**RECORDS FOR THIS TASK**
·····

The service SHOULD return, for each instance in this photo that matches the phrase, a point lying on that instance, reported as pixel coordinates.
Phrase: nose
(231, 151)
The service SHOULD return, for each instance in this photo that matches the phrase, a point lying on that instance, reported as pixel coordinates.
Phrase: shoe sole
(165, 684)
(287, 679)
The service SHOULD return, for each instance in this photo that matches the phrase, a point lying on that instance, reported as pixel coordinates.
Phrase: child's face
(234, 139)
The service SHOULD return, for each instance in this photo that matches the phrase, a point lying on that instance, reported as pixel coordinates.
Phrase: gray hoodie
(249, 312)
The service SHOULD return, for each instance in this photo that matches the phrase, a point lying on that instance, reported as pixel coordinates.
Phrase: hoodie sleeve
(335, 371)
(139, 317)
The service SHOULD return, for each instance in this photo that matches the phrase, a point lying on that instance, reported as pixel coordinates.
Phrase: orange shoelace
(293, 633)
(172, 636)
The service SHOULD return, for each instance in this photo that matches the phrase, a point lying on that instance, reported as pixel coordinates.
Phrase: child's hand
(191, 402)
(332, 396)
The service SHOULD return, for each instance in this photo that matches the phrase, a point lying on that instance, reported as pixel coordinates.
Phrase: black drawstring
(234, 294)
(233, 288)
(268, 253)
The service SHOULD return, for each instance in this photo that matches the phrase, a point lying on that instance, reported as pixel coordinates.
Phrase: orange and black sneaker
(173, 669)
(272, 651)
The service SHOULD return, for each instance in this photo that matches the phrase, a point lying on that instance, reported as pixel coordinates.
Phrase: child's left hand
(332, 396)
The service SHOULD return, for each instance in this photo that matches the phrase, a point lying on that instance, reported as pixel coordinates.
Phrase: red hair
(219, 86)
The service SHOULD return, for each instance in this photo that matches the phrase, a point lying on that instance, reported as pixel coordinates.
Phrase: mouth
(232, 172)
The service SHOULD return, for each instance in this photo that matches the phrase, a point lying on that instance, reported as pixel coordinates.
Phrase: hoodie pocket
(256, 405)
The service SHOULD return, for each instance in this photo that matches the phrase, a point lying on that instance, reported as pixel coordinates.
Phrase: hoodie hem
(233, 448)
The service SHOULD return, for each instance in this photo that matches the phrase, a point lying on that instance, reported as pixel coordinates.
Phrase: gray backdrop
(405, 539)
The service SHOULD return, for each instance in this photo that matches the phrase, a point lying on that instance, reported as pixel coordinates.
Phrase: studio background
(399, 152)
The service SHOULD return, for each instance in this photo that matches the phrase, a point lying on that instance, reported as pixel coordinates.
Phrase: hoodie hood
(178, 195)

·····

**TASK BRIEF**
Your task is to repeat each line of the material exactly.

**OUTPUT BELOW**
The service SHOULD return, for each instance in this photo that matches the phrase, a point lying on that instance, reported as pixel coordinates.
Phrase: nose
(231, 151)
The service SHOULD return, for each instance in this photo that matches the phrase, a point lying on that instance, reported as pixel coordinates.
Phrase: shoe sole
(165, 684)
(287, 679)
The service SHOULD return, for each instance in this photo that matches the phrase, a point lying on that instance, reported as pixel coordinates.
Phrase: child's face
(234, 139)
The service SHOULD return, for each instance in this photo that matches the phrase, a point lying on that instance, reported as pixel coordinates.
Phrase: gray hoodie
(249, 312)
The service SHOULD return, for each instance in this photo that matches the phrase, a point lying on that instance, reported as pixel coordinates.
Phrase: hoodie sleeve
(335, 371)
(139, 317)
The service SHOULD return, for each instance in this photo that matches the phrase, a point lying on that instance, reported as pixel coordinates.
Phrase: orange shoelace
(293, 633)
(172, 636)
The service SHOULD return, for each instance in this photo that matches the phrase, a point lying on that instance, reported as pixel coordinates.
Phrase: child's hand
(191, 402)
(332, 396)
The service SHOULD return, for each instance in this photo that matches the phrase, a point lying on that instance, reported as pixel coordinates.
Phrase: black drawstring
(234, 294)
(233, 288)
(268, 253)
The service SHOULD return, for each instance in this photo that matches the phrase, a point lying on that instance, reported as pixel coordinates.
Phrase: orange and black sneaker
(173, 669)
(272, 651)
The service SHOULD return, for each instance in this photo that matches the phrase, a point lying on that instance, reported as pixel coordinates.
Phrase: child's left hand
(332, 396)
The service SHOULD return, for each instance in this photo that matches the phrase, a point lying on that instance, reported as pixel coordinates.
Phrase: red hair
(219, 86)
The service SHOULD return, for each instance in this photo that matches the phrase, a point lying on that instance, reported as pixel coordinates.
Phrase: mouth
(232, 172)
The service SHOULD return, for each instance in this photo that matches the phrase, a point lying on that instance, reported as pixel coordinates.
Phrase: hoodie pocket
(256, 405)
The service SHOULD return, for each instance in this photo that matches the phrase, a point lying on that instance, reported as pixel coordinates.
Phrase: hoodie hem
(233, 448)
The service SHOULD return, for each instance in this photo that matches the phrase, a point lying on that instance, reported as pixel coordinates.
Phrase: gray backdrop
(405, 539)
The service SHOULD return, for each instance in this photo that matches the phrase, a point lying on that instance, reported as pixel coordinates.
Phrase: studio background
(399, 152)
The service SHOULD return, for each instance in this photo that matches the phrase, a point lying on that instance, reported as pixel coordinates.
Phrase: hoodie hood
(178, 195)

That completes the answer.